Policjanci z katowickiego CBŚP rozbili międzynarodową grupę przestępczą handlującą bronią. Sukces był możliwy dzięki współpracy z policjantami Słowacji, Niemiec i Holandii. Zabezpieczono 340 sztuk broni. Według ustaleń funkcjonariuszy CBŚP, przemytnicy mogli wprowadzić na rynek 1,5 tys. egzemplarzy broni palnej różnego rodzaju. Teraz grozi im do 10 lat więzienia.
Kilkanaście osób liczyła grupa przestępcza, przerabiająca kupowaną legalnie na Słowacji broń na palną, sprzedawaną potem w Holandii. CBŚP przejęło ponad 340 szt. broni, m.in. odpowiedniki karabinków AK-47; szacuje, że grupa kupiła łącznie 1,5 tys. szt. broni.
O wynikach prowadzonego w ciągu ostatnich dwóch lat śledztwa poinformowali podczas piątkowej konferencji prasowej w Katowicach przedstawiciele Centralnego Biura Śledczego Policji i nadzorującej śledztwo Prokuratury Krajowej.
Jak wynika z ustaleń śledztwa, grupa, której liderem był zatrzymany we wrześniu 2016 r. Piotr W., inwestowała środki pochodzące z innej przestępczej działalności (m.in. handlu narkotykami i wprowadzania do obrotu fałszywych pieniędzy) w legalne na Słowacji zakupy broni pozbawionej cech użytkowych - sprzedawanej tam jako sygnałowa i ćwiczebna.
Broń była przewożona do Polski, gdzie w garażach m.in. w Bytomiu i Wodzisławiu Śląskim, przywracano jej funkcjonalność broni palnej. Początkowo jakość przeróbek była niska, z czasem przestępcy zaczęli więc na własną rękę wytwarzać m.in. lufy i tłumiki. Na swojej działalności osiągali cztero-, pięciokrotne przebicie.
Pierwsi - w Niemczech i Danii - wpadli w 2014 r. kurierzy przewożący broń palną do Holandii. Wszczęte w następstwie tego śledztwo - przy szerokiej międzynarodowej współpracy - doprowadziło do kolejnych zatrzymań.

Fragmenty rekordów:
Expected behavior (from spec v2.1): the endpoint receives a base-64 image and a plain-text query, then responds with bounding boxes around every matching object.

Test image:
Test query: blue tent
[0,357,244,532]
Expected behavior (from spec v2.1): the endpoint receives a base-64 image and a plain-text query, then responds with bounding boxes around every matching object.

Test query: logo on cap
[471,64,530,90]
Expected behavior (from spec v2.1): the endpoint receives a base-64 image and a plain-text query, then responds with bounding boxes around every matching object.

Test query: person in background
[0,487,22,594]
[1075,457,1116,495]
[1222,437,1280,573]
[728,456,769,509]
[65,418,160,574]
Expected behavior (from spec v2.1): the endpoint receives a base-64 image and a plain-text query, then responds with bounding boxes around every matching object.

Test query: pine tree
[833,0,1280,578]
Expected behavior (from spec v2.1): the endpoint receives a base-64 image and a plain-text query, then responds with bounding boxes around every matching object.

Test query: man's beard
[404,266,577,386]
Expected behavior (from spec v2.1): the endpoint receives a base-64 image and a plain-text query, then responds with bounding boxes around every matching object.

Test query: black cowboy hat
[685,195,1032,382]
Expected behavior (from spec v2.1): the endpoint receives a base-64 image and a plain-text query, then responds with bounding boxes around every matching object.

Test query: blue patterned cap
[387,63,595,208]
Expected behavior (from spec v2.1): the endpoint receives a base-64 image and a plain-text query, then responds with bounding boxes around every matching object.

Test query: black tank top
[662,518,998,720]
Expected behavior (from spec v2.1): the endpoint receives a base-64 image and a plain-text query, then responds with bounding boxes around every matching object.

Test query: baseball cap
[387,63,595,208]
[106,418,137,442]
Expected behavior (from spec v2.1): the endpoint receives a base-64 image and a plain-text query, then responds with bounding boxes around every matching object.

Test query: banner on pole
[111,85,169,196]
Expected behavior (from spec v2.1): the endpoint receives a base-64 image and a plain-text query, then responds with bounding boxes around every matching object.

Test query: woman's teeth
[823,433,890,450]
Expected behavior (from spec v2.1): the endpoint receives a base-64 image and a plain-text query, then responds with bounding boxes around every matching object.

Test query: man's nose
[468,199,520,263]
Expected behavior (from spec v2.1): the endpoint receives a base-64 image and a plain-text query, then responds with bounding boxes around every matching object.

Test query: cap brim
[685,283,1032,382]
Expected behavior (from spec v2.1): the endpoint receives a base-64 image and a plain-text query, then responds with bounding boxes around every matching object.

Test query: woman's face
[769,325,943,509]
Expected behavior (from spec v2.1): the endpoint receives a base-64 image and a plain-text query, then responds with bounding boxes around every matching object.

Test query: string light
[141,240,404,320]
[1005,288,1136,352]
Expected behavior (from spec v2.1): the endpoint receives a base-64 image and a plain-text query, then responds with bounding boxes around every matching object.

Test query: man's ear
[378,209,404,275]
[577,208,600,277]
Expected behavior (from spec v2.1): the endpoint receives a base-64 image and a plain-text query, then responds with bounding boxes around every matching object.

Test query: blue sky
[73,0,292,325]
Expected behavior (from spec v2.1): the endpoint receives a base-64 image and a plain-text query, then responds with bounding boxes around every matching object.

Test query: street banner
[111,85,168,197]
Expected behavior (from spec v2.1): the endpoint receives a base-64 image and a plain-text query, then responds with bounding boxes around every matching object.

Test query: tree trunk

Treść zadania: Napisz dalszy ciąg tekstu o rozbiciu międzynarodowej grupy przestępczej handlującej bronią, zaczynając od miejsca, w którym tekst się kończy.

Wynik zadania:
Jak poinformowała naczelnik Śląskiego Wydziału Zamiejscowego ds. Przestępczości Zorganizowanej i Korupcji Prokuratury Krajowej Małgorzata Bednarek, w sprawie zarzutami objęto dotąd ponad 20 osób; trzy z nich zostały aresztowane.
Polskie służby nie mają informacji, by przemycona do Holandii broń mogła służyć np. do ataków terrorystycznych. Przestrzegają też, że posiadanie w Polsce legalnie kupionej na Słowacji broni tego typu w Polsce jest już przestępstwem.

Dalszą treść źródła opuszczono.